▶ _Stored data entries_:
Start of Block

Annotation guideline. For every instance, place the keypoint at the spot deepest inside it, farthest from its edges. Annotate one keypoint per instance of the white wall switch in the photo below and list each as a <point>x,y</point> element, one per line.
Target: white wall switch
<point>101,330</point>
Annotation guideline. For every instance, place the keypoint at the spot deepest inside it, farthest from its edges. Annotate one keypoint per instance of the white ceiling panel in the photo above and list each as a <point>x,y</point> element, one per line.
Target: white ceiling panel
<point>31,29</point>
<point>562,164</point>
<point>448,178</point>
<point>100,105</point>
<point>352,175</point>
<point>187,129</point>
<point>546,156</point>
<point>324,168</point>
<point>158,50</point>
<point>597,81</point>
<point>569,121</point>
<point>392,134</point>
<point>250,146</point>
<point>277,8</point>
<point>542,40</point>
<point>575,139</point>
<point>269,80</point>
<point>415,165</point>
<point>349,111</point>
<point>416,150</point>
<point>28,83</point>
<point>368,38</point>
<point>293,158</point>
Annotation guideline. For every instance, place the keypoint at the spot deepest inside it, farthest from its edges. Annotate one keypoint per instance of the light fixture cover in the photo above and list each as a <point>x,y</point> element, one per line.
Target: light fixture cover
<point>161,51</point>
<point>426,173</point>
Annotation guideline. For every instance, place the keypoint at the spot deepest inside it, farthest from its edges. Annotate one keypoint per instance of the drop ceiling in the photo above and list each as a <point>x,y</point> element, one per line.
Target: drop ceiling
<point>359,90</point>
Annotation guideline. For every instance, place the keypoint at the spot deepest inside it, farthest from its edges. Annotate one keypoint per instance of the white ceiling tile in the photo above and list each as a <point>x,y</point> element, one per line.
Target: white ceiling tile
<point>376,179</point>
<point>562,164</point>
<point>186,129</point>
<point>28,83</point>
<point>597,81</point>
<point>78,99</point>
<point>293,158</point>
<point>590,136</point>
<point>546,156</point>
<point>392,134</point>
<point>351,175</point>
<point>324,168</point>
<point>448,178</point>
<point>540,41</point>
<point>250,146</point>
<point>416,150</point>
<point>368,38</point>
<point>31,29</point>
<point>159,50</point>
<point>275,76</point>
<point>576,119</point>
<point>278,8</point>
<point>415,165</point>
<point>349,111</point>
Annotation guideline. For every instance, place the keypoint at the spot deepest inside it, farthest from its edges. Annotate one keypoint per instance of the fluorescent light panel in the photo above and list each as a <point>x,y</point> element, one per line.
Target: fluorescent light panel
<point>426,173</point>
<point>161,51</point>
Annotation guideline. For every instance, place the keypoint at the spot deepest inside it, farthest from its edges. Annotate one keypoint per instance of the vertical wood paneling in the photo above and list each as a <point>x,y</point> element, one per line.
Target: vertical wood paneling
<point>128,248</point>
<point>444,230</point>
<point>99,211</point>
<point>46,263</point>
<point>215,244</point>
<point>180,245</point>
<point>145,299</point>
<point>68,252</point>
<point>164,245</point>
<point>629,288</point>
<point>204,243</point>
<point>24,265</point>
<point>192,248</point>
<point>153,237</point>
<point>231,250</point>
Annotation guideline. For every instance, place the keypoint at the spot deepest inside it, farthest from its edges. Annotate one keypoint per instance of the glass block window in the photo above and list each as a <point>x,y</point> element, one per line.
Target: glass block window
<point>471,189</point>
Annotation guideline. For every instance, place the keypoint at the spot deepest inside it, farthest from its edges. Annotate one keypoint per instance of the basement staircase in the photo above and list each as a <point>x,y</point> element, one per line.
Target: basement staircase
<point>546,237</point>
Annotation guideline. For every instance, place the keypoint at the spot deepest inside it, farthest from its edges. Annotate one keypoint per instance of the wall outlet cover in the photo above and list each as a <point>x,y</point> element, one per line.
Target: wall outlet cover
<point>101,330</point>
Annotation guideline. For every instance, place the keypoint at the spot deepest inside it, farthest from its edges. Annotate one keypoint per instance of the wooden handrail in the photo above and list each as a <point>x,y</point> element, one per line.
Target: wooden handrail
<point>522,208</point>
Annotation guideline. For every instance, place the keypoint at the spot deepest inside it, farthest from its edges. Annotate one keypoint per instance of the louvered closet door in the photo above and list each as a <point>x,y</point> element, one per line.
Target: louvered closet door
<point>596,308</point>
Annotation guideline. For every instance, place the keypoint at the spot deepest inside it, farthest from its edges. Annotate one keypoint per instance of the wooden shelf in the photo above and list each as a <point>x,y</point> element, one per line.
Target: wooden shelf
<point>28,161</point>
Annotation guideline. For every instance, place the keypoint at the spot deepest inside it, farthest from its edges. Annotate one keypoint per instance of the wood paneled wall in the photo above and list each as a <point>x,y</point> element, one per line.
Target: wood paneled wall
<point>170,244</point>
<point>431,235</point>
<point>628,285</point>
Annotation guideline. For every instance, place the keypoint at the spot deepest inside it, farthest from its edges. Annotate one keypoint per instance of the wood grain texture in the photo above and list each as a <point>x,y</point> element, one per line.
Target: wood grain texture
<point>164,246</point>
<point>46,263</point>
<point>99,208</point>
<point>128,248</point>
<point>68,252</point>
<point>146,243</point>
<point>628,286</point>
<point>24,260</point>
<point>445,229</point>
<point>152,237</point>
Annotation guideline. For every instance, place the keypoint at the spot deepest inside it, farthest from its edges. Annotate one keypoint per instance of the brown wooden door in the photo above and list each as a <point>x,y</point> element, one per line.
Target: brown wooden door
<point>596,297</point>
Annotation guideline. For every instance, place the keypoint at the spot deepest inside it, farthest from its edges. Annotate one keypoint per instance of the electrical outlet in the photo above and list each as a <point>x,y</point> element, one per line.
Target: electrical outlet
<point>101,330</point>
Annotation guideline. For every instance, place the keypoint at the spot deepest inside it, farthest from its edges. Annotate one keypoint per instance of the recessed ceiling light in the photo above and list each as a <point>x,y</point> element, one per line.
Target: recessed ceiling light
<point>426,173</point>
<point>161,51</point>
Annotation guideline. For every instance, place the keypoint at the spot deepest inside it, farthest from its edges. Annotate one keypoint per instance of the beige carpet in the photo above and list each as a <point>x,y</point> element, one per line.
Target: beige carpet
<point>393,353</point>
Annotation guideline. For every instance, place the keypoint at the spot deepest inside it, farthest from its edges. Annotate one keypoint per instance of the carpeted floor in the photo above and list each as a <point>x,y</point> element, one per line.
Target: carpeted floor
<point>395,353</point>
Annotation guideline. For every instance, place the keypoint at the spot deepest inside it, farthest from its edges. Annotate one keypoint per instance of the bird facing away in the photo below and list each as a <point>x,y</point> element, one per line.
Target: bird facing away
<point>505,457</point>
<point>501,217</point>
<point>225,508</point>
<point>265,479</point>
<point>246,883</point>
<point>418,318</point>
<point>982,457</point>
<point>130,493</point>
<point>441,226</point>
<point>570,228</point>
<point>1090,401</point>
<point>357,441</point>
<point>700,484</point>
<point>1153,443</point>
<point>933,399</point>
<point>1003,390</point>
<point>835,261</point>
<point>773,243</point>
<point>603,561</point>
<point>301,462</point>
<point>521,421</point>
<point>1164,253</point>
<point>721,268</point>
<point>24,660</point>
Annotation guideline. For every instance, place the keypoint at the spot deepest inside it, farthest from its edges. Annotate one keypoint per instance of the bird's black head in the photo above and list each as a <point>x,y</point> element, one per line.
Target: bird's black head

End of Block

▶ _About this exercise_: Please reproduce, exactly as they appear above, the lines from the line containing "Target: electrical outlet" up to and including the line containing "of the beige".

▶ _Solved problem_:
Target: electrical outlet
<point>101,330</point>
Annotation guideline. For every instance, place the keypoint at the spot deepest inside it, farthest from its edges. Annotate one keypoint per instance of the recessed ceiling light in the photo above and list each as a <point>x,y</point> element, one per line.
Target: recessed ceiling light
<point>426,173</point>
<point>161,51</point>
Annotation guideline. For every instance, place the keypoint at the spot deepest inside it, farthest from its edges. Annotate one keypoint per instance of the beige carpet in the photo above and list each as a <point>x,y</point> element, one per line.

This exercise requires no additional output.